The bylaw proposes a tree permit be required whenever work is happening within five metres of a boulevard or open space tree and within 10 metres of a natural area.

Failing to submit a plan and secure the proper permits could result in a fine.

“We’re hoping not to have to fine for damages,” Campbell said. “If people don’t submit for a permit, we will be able to issue a fine at that point.”

READ MORE: River valley trees illegally cut down in west Edmonton

More Red Tape

Mick Graham is the president of Single Tree Builders and is on the board of the Infill Development in Edmonton Association (IDEA).

He said he agrees with fining people who are blatantly non-compliant, but it’s the extra layer of red tape he has an issue with.

“Everybody loves big mature trees — it’s one of the reasons I like being an infill builder,” Graham said.

“I’m quite happy to protect them. What I resent is another permit fee.”

He said he’s not sure what’s gained by the permitting process.

“Already, infill builders have a lot more fees and scrutiny and requirements than builders in new neighborhoods,” he explained.

■ ■ ■ ■

Given instruction 1. In the tree bylaw article, condense the paragraph beginning "The bylaw proposes a tree permit" into a short bulleted list that keeps its main facts.
Given instruction 2. According to the tree bylaw article, work near which kinds of trees or areas would need a tree permit? List every one.
Given instruction 3. Carry the article on Edmonton's proposed tree bylaw forward from its final sentence, adding a few more paragraphs in the same news style.

Record set.

■ ■ ■ ■

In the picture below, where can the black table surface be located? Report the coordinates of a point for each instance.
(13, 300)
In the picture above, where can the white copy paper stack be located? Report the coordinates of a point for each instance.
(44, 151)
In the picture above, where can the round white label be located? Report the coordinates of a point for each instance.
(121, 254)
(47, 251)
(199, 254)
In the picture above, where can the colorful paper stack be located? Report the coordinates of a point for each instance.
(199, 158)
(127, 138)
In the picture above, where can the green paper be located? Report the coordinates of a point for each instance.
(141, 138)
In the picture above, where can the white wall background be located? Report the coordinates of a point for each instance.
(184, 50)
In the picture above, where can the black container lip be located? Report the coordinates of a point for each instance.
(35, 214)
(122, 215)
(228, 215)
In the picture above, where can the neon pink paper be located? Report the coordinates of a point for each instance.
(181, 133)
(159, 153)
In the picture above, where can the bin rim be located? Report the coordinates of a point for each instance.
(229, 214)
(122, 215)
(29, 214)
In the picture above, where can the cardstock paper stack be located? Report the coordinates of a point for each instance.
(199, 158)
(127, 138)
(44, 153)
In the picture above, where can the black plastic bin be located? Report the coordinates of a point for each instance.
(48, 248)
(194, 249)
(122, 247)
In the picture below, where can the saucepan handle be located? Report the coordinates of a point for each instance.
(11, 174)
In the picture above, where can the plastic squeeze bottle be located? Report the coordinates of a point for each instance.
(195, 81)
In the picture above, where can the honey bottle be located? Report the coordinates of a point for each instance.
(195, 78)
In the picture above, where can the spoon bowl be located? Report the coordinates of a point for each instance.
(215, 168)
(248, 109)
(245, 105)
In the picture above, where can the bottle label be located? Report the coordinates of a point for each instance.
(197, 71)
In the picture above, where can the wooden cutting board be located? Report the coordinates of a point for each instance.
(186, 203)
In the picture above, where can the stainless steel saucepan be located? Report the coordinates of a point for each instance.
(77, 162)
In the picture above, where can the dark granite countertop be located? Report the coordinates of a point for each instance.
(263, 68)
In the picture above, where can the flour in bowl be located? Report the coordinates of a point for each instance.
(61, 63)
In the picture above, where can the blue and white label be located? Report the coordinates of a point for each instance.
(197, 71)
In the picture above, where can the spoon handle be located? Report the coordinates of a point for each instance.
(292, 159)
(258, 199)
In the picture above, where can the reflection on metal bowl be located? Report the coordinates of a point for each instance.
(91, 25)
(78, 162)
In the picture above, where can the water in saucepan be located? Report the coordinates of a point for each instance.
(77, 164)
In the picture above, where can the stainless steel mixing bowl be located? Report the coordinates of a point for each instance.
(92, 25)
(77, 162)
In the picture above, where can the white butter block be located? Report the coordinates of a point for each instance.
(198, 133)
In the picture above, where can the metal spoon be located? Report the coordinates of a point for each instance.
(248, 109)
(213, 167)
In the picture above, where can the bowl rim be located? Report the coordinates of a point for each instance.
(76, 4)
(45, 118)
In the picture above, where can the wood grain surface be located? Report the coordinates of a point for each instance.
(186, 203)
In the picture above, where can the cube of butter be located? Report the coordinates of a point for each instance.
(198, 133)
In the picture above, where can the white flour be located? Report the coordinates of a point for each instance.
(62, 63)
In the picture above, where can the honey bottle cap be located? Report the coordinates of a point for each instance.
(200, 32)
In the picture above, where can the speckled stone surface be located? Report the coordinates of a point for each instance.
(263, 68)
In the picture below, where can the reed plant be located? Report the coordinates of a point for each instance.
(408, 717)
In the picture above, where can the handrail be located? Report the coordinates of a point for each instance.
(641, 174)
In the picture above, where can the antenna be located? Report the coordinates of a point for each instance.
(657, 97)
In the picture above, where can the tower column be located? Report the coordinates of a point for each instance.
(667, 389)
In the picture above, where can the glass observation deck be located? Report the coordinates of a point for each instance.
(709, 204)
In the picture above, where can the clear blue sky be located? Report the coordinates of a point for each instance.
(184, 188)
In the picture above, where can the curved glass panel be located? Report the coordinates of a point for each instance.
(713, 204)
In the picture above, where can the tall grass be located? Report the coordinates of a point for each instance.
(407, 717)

■ ■ ■ ■

Output 1.
- The bylaw would require a tree permit for work near certain trees and areas.
- This applies to work within five meters of a boulevard or open space tree.
- It also applies to work within 10 meters of a natural area.

Output 2.
- Boulevard trees
- Open space trees
- Natural areas

Output 3.
According to Graham, responsible builders are already doing their best to follow forestry department guidelines to protect the trees.

“That’s one of the frustrating things for me,” he said. “I’ve done the proper paperwork — I’ve built the fences.”

Graham would like to see more evidence of cause and effect.

“The damage that’s done, in my experience, is really trivial” he said.

“I don’t know how else we can get these things built and meet these infill targets and not have the prices get even higher than they already are.”

The bylaw proposal will be presented to the urban planning committee on Tuesday. Campbell said they will be looking for feedback on how to move forward.